**Provided data:**
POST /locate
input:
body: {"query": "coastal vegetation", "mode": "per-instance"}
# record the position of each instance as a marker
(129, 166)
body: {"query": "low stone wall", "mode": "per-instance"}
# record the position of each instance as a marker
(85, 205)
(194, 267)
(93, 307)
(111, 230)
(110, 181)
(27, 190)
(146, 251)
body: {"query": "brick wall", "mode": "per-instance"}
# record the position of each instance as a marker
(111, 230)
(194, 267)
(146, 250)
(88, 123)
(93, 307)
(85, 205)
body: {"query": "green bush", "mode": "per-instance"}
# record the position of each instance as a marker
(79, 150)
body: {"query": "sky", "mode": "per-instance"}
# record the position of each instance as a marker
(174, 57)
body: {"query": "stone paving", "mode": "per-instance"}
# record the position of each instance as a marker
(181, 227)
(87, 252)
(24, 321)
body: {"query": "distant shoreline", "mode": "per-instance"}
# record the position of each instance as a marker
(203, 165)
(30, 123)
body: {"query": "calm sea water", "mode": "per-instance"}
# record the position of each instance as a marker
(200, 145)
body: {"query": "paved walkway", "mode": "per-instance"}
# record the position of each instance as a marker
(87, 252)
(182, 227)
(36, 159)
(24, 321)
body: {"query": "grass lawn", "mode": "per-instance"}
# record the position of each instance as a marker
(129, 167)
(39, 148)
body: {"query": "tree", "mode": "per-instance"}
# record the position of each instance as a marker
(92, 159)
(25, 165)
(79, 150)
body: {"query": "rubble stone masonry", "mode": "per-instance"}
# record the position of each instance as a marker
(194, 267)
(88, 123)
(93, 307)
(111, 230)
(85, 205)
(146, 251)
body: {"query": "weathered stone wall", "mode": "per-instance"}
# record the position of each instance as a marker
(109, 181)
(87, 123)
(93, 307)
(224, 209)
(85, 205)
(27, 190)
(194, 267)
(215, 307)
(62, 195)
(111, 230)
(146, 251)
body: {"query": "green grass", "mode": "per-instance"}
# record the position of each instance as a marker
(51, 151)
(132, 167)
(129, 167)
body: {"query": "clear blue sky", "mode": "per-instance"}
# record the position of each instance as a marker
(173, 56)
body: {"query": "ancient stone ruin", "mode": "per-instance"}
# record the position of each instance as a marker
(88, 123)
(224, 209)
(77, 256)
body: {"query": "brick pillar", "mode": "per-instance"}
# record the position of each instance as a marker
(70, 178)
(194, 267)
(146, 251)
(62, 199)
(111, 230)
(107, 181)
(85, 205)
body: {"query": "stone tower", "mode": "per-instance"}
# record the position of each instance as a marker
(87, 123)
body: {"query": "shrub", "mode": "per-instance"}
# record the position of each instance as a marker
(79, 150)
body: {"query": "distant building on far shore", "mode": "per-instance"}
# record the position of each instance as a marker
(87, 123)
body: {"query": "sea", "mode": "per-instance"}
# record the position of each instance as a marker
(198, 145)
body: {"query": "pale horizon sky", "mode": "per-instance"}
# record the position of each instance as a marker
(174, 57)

**Exercise instructions:** The lines to reproduce run from the one that contains "building on far" through the last line above; copy them exactly.

**Output for this exercise:**
body: {"query": "distant building on far shore", "mode": "per-instance"}
# record the position of each instance as a marker
(87, 123)
body: {"query": "sea", "mode": "per-instance"}
# record the position of each instance as a marker
(198, 145)
body: {"query": "pale horizon sky", "mode": "per-instance"}
# record the position of each instance as a marker
(174, 57)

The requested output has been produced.